* THE TASK *
Filter the listing so that only lines with the word "road" remain.

* DATA TO PROCESS *
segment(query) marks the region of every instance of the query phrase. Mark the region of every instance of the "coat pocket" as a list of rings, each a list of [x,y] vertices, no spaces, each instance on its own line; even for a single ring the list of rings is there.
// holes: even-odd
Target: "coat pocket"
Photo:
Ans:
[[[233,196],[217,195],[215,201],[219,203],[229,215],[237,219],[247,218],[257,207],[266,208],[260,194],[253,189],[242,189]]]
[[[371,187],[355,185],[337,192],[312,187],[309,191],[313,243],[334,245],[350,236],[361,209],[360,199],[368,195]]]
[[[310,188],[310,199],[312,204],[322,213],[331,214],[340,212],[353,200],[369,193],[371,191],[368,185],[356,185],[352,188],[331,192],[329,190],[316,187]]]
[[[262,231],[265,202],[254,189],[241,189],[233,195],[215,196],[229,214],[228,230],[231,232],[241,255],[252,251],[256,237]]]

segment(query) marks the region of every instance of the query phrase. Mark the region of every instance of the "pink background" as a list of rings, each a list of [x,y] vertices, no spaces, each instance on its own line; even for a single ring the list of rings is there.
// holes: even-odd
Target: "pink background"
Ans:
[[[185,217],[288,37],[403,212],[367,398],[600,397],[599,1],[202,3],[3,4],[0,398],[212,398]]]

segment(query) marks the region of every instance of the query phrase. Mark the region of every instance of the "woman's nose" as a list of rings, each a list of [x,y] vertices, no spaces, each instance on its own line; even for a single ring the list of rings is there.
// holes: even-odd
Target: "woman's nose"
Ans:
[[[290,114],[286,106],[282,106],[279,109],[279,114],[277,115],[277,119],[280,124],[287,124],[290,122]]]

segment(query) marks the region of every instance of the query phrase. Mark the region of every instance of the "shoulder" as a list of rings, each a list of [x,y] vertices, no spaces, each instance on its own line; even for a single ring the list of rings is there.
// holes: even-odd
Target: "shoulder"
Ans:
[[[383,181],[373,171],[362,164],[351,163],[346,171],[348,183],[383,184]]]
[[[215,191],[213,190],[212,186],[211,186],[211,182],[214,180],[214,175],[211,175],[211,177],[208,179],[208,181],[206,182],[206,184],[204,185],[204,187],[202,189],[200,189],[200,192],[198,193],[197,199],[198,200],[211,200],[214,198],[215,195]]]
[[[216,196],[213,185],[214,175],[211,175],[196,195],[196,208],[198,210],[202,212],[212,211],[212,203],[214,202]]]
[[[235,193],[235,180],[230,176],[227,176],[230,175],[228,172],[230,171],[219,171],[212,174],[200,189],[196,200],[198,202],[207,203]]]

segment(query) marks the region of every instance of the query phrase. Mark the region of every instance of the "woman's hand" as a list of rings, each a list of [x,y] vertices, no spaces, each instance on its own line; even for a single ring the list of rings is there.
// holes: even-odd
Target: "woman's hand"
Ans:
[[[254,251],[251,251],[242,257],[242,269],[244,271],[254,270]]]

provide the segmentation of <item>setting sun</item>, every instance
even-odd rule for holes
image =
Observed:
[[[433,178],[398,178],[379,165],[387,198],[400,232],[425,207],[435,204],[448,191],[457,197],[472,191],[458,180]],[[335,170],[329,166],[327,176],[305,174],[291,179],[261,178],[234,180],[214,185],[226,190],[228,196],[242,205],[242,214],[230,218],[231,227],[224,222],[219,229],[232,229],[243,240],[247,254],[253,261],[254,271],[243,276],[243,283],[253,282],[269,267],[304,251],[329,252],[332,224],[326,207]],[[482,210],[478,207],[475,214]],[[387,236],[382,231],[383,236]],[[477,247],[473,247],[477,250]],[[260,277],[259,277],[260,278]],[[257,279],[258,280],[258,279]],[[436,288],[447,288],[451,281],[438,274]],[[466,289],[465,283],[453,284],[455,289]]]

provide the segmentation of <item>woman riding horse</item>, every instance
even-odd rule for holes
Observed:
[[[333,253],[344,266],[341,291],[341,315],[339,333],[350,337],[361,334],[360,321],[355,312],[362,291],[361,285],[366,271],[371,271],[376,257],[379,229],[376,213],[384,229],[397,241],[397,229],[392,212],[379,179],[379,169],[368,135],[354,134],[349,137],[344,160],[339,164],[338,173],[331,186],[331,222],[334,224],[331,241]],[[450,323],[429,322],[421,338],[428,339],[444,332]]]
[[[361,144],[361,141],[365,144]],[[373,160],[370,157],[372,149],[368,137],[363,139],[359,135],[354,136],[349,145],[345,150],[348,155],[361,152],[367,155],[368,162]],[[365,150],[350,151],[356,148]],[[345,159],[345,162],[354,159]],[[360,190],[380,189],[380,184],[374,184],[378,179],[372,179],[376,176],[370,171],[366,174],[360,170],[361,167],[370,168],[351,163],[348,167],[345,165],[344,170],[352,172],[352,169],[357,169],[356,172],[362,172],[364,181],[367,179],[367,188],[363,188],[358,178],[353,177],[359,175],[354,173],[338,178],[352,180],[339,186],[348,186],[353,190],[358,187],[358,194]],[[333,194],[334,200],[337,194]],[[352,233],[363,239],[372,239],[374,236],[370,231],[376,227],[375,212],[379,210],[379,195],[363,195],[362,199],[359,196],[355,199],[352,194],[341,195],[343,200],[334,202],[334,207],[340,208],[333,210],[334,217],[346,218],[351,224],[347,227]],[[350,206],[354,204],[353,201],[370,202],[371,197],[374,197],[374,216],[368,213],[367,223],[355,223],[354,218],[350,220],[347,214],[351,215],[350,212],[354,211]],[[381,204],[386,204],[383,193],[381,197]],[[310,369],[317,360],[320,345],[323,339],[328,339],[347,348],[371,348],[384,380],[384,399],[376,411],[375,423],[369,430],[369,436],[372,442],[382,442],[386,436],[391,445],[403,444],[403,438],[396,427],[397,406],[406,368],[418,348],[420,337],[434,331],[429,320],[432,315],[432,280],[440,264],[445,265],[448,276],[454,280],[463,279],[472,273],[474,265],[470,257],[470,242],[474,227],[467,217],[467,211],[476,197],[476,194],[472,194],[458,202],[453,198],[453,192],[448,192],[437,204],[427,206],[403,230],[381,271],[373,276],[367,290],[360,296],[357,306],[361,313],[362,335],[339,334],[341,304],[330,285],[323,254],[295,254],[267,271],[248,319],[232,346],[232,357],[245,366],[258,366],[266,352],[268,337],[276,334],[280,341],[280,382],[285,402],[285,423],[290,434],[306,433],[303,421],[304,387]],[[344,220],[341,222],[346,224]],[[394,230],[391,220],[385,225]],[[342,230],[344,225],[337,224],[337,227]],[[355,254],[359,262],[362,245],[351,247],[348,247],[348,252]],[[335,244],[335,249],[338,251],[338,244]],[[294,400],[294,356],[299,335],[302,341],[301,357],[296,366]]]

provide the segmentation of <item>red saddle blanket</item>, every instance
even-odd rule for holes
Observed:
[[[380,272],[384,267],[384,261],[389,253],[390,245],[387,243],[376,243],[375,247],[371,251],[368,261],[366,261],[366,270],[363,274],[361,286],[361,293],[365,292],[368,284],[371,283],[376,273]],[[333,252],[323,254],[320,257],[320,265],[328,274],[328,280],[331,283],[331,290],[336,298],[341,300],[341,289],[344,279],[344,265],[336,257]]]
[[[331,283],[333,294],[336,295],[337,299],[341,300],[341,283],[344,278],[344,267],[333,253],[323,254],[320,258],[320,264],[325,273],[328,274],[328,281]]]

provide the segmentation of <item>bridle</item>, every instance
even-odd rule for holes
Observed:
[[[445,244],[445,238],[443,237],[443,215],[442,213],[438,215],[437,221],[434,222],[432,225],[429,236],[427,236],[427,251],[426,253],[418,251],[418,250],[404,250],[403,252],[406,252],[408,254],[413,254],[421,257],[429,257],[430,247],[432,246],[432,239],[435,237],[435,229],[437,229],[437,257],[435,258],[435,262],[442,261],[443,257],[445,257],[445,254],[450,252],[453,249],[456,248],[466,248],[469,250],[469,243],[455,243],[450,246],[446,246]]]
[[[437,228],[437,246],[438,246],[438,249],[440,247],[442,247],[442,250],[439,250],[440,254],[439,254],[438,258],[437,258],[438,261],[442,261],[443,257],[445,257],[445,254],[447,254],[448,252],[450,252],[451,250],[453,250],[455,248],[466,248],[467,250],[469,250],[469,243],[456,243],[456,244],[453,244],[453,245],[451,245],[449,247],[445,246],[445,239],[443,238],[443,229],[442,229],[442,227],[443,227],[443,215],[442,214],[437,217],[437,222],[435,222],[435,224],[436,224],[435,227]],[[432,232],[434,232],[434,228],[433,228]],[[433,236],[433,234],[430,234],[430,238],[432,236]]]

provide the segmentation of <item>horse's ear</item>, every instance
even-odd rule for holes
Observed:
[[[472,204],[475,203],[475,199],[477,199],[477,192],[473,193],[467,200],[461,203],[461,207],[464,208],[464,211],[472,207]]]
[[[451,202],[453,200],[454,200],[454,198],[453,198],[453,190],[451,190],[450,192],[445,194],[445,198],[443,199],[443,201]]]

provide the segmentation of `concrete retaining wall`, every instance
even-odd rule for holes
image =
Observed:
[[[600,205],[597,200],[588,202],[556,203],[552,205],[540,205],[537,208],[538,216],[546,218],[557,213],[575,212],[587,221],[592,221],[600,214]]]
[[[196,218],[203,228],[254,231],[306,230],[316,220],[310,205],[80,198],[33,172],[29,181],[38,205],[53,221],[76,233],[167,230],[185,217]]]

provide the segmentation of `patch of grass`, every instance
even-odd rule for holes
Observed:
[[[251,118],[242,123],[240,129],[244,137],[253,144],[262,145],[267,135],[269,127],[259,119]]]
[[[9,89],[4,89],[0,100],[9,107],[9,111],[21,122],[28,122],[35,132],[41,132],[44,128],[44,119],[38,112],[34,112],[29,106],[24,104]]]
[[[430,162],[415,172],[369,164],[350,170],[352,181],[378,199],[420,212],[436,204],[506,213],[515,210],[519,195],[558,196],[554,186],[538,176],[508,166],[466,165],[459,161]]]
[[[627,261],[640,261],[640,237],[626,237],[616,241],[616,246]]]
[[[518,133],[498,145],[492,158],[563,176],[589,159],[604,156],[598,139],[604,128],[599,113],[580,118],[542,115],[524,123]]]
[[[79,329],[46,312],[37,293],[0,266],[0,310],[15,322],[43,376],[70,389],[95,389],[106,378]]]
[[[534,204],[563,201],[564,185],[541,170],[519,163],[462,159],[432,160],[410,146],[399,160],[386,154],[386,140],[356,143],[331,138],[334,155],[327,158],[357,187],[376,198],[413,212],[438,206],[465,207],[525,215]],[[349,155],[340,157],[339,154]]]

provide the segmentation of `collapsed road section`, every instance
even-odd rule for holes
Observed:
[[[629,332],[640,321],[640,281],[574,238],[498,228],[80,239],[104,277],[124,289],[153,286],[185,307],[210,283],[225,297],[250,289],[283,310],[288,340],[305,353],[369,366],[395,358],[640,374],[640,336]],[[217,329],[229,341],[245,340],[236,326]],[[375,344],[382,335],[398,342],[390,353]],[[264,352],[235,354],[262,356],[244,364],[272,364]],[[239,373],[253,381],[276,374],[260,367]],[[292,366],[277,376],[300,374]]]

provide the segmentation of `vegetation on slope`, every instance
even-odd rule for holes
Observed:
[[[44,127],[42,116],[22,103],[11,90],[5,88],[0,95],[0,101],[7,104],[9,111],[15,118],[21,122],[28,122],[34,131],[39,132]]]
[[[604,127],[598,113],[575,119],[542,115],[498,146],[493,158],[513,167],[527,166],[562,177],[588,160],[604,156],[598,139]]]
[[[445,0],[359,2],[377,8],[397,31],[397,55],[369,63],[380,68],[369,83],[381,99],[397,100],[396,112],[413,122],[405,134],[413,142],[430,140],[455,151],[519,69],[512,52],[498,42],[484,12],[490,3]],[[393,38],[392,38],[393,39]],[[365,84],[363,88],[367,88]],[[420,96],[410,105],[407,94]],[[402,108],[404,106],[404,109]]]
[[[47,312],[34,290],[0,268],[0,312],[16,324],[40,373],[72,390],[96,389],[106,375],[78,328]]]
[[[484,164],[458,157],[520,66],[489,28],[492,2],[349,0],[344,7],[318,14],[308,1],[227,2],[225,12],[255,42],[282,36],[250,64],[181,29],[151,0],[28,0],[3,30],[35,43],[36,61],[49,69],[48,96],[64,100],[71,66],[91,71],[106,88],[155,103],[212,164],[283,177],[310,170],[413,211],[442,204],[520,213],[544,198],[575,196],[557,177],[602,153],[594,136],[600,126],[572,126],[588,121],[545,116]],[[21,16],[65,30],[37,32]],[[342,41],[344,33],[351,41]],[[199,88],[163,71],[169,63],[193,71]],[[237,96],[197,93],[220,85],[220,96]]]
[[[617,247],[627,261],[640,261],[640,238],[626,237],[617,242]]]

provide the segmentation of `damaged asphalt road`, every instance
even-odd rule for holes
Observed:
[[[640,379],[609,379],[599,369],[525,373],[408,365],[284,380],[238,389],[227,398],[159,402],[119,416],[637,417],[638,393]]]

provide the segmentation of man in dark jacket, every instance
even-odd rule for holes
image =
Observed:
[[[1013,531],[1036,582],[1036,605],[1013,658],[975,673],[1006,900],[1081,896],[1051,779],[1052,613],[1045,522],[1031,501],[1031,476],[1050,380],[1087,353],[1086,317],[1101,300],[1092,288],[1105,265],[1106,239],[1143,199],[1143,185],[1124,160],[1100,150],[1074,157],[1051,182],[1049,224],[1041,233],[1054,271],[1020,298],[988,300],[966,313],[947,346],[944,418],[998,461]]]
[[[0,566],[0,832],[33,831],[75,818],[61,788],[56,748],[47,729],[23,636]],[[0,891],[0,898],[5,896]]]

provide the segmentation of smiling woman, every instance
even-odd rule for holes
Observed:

* RESULT OF THE EXERCISE *
provide the segmentation of `collapsed road section`, every instance
provide the segmentation of `damaged asphalt road`, every instance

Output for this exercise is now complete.